- _TASK INSTRUCTIONS_
Copy each line of the listing below where the word "instance" turns up.
[DATA EXTRACT — start]
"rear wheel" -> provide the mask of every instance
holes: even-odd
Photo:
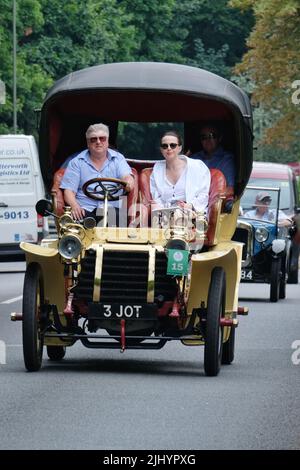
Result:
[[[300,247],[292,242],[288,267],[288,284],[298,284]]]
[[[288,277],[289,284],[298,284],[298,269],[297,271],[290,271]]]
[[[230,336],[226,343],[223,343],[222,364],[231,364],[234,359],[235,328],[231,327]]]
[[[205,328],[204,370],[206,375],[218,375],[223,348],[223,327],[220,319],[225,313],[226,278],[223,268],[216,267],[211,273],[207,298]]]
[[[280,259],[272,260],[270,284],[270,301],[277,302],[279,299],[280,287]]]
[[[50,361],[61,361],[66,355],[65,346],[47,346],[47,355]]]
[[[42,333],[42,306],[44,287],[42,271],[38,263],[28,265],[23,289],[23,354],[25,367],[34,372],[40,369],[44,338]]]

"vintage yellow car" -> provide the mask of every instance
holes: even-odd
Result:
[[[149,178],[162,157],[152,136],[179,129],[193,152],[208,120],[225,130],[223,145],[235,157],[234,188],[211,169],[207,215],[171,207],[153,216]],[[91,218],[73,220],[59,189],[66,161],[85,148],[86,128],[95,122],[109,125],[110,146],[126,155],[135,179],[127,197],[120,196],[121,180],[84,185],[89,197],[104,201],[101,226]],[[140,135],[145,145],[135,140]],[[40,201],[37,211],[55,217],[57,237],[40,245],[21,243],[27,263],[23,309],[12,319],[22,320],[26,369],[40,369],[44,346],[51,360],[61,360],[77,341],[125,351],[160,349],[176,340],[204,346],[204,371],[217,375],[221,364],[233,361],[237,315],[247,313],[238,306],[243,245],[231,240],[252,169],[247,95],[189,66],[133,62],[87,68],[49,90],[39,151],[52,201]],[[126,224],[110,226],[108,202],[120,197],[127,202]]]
[DATA EXTRACT — finish]
- _OUTPUT FOR THIS TASK_
"rear wheel" -> provide the mask of every instance
"vintage yellow car" -> provide the mask of every instance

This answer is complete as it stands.